[Point labeling examples]
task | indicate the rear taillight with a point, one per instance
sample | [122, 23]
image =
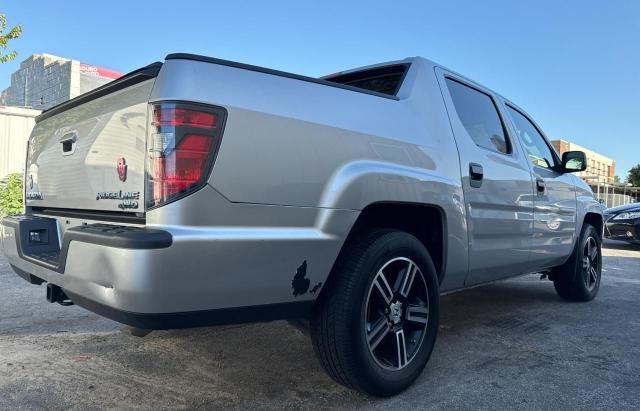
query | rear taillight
[182, 144]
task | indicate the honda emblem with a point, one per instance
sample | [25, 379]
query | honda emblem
[122, 169]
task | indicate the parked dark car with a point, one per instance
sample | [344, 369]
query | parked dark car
[623, 223]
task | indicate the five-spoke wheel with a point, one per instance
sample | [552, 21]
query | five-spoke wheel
[375, 324]
[397, 313]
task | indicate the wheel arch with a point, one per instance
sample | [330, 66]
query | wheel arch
[596, 220]
[427, 222]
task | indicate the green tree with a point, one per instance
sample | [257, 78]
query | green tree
[11, 195]
[634, 176]
[12, 34]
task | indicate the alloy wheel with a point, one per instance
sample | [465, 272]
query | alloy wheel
[396, 313]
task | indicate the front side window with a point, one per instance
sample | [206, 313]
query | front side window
[479, 116]
[538, 150]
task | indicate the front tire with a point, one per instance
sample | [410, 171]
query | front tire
[579, 278]
[375, 324]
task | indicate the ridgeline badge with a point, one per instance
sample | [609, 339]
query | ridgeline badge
[129, 199]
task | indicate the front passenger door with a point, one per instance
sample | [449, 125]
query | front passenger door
[496, 179]
[554, 211]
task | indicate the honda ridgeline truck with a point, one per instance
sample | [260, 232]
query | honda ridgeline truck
[200, 191]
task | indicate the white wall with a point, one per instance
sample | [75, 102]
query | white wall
[15, 127]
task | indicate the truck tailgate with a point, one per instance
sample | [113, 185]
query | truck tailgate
[91, 156]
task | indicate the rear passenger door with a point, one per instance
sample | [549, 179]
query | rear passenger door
[496, 179]
[555, 203]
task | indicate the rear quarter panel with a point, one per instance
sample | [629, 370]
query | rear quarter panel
[293, 143]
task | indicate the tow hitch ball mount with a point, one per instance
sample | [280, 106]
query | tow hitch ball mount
[56, 294]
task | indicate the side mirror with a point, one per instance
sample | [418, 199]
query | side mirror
[574, 161]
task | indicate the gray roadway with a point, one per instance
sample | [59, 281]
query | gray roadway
[511, 344]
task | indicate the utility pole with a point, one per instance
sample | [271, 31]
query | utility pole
[26, 84]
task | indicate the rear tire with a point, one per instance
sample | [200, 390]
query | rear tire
[375, 324]
[579, 278]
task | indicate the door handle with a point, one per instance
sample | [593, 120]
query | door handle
[476, 174]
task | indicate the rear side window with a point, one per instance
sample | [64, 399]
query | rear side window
[385, 80]
[479, 116]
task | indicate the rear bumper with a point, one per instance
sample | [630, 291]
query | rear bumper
[177, 277]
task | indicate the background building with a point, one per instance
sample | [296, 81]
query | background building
[600, 175]
[44, 80]
[599, 167]
[41, 82]
[15, 126]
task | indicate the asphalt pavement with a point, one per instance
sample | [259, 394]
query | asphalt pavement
[508, 345]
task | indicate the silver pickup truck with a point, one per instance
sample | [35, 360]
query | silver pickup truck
[200, 191]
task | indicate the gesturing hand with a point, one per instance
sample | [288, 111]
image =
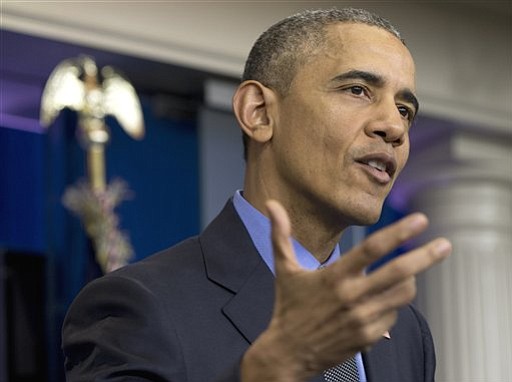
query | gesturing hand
[323, 317]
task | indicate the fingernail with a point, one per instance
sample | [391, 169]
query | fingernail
[443, 247]
[418, 221]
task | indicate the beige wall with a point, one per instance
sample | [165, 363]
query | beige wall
[463, 50]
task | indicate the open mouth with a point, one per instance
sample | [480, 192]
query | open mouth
[381, 166]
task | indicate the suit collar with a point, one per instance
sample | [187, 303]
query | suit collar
[231, 260]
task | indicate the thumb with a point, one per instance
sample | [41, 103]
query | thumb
[284, 255]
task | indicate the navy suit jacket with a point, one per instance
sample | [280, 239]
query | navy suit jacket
[189, 313]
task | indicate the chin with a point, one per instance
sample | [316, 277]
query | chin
[365, 215]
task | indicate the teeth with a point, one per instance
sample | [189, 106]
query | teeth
[378, 165]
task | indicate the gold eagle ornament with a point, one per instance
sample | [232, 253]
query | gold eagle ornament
[75, 84]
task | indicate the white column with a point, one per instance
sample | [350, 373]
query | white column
[463, 182]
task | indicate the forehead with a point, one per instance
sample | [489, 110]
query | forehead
[355, 46]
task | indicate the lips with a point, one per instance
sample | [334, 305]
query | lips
[381, 166]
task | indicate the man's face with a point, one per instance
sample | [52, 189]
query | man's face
[341, 135]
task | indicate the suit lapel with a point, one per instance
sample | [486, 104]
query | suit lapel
[232, 261]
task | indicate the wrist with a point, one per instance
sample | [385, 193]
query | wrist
[271, 359]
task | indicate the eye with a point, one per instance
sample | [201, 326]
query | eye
[405, 112]
[356, 90]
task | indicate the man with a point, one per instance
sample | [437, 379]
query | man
[326, 104]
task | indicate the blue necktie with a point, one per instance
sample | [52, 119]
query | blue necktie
[345, 372]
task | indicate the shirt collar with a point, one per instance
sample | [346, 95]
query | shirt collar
[258, 226]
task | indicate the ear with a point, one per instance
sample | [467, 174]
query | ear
[254, 105]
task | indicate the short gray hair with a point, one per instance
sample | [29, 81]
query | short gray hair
[281, 49]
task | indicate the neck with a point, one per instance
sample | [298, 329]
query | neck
[316, 231]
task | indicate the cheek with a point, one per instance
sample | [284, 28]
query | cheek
[402, 156]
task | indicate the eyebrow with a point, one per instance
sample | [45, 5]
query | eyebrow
[376, 80]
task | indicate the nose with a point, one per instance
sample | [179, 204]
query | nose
[388, 124]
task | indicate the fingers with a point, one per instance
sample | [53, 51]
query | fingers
[284, 255]
[382, 243]
[408, 265]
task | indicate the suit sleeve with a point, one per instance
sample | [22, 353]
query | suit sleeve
[428, 347]
[115, 331]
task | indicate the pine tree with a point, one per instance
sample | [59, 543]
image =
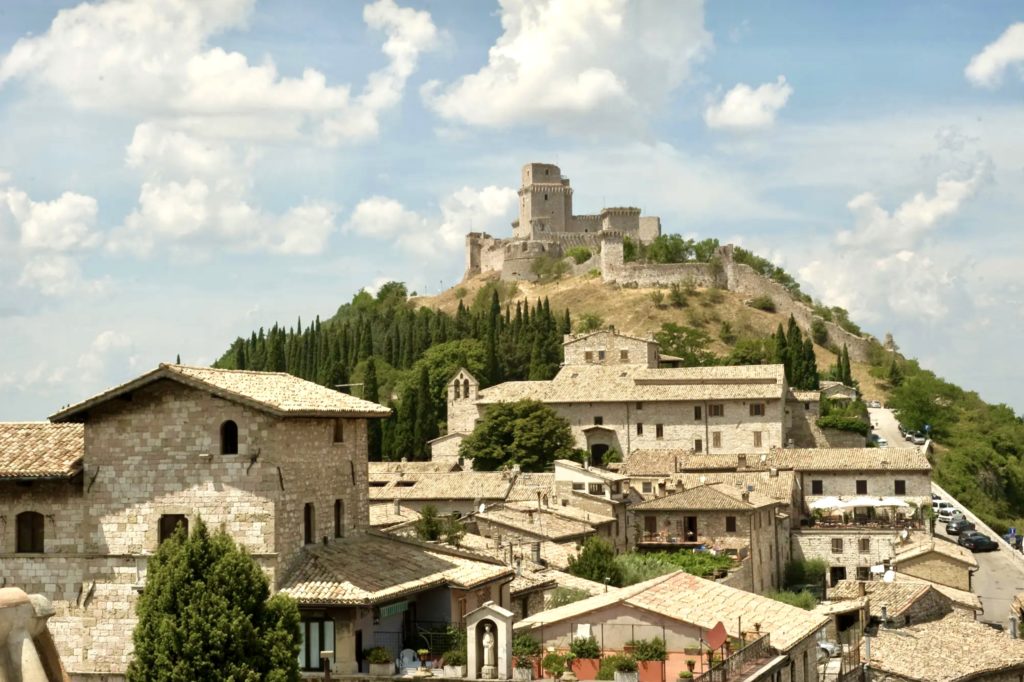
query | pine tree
[207, 613]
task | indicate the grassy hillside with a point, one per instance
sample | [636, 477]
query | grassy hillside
[632, 311]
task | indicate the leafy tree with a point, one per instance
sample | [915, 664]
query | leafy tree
[686, 342]
[207, 613]
[596, 561]
[526, 433]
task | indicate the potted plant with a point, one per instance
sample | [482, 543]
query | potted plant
[626, 669]
[380, 662]
[525, 649]
[454, 663]
[554, 664]
[650, 655]
[586, 657]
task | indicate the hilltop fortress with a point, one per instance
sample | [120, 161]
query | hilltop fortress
[547, 227]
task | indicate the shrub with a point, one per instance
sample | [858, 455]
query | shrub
[803, 599]
[579, 254]
[649, 649]
[762, 303]
[586, 647]
[563, 595]
[554, 663]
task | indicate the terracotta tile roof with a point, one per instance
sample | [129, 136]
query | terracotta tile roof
[275, 392]
[372, 567]
[454, 485]
[961, 598]
[410, 467]
[717, 497]
[383, 515]
[942, 547]
[628, 383]
[526, 485]
[955, 647]
[542, 523]
[896, 597]
[40, 450]
[700, 602]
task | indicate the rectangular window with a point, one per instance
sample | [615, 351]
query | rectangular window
[315, 635]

Short problem: Rewrite everything from the line containing "task | indicate the rectangular" down to the end of the rows, replacing "window" with "pane" and leaving all else unchanged.

Reply to the task:
task | indicate the rectangular pane with a point, one per instance
sample | [615, 351]
query | rectangular pane
[315, 635]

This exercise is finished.